**What to produce**
Change every "benchmark" in the material below to "evaluation", keeping everything else the same.

**Stored records**
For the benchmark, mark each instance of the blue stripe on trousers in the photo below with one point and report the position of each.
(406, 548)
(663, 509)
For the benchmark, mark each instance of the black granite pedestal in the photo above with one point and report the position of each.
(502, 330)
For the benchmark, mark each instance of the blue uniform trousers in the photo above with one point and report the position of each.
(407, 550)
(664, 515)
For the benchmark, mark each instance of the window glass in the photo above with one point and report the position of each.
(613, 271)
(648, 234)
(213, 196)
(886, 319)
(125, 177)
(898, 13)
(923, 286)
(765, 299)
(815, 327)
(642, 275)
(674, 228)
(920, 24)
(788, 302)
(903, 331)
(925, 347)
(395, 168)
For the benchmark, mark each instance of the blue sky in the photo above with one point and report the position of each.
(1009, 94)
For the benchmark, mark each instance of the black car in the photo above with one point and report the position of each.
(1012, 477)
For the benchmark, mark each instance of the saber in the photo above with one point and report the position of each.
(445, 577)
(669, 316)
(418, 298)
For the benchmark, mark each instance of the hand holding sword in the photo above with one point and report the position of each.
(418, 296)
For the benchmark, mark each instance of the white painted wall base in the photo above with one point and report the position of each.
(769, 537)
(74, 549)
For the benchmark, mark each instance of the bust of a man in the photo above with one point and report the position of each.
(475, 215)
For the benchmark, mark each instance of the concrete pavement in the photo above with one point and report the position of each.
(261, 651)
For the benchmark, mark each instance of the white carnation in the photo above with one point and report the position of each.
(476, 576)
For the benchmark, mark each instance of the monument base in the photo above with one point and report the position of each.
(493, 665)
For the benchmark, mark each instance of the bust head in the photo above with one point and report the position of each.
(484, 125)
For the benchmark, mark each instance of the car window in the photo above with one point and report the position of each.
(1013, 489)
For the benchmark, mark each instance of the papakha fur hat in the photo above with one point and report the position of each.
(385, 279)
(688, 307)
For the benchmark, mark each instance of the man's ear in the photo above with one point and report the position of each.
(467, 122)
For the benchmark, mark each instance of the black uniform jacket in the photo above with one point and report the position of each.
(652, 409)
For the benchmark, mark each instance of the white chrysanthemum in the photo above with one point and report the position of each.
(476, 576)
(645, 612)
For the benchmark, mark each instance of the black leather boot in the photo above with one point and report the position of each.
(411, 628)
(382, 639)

**Response to this exercise**
For the evaluation, mark each instance of the blue stripe on trousers in the photo below with one point and report the position of each.
(406, 548)
(663, 509)
For the evaluation, mark each instance of the black granite pedestal in the photo above with one point and report the position of each.
(502, 330)
For the evaluation, mark each instance of the blue uniform trousers in the photo above with one point and report the position of each.
(407, 550)
(664, 515)
For the evaluation, mark each instance of the window glass in the photo above with one point and report the position of each.
(613, 271)
(648, 234)
(213, 196)
(886, 319)
(125, 177)
(898, 13)
(923, 286)
(765, 299)
(815, 327)
(642, 275)
(674, 228)
(920, 24)
(788, 302)
(903, 331)
(925, 347)
(395, 168)
For the evaluation, mark each instance of the blue sky in the photo above with one point and report the position of each.
(1009, 94)
For the evaluation, mark each instance of the black car in the photo above with one point and report the position of each.
(1012, 477)
For the evaluation, mark each instance of the saber in the photo above with one point and report the position of each.
(445, 577)
(669, 316)
(418, 298)
For the evaluation, mark each instance of the hand holding sword in the photo above with one point and report the position of each.
(418, 296)
For the evaluation, mark each instance of the white painted wall base in the photo above with one point and report the position of each.
(769, 537)
(74, 549)
For the evaluation, mark each instance of the bust of a man in the photo above with one point and report the position of each.
(475, 215)
For the evaluation, mark each instance of the concrete pavement in the photo above with one point and report the position of each.
(261, 651)
For the evaluation, mark each instance of the white carnation in the photo above with one point and report the position of each.
(476, 576)
For the evaluation, mark each instance of the monument base in the photo above with one point and report the position of each.
(493, 665)
For the evaluation, mark each instance of the bust head in the photo above with one point and report the position of each.
(484, 125)
For the evaluation, mark each instance of the car window in the photo above with one point and report the position of each.
(1013, 489)
For the evaluation, mark each instance of the papakha fur hat in the photo above with one point and report the position of each.
(385, 279)
(688, 307)
For the evaluation, mark each instance of the man's ear in the photo above with one point and report the position of each.
(467, 122)
For the evaluation, mark each instance of the black uniform jacket in the photo above with one point and report the position of each.
(652, 409)
For the evaluation, mark each instance of the white chrysanthemum in the photo above with one point and report the position of each.
(476, 576)
(645, 612)
For the evaluation, mark each instance of the black leather boot in the photo above with one point and report the position of each.
(411, 628)
(382, 639)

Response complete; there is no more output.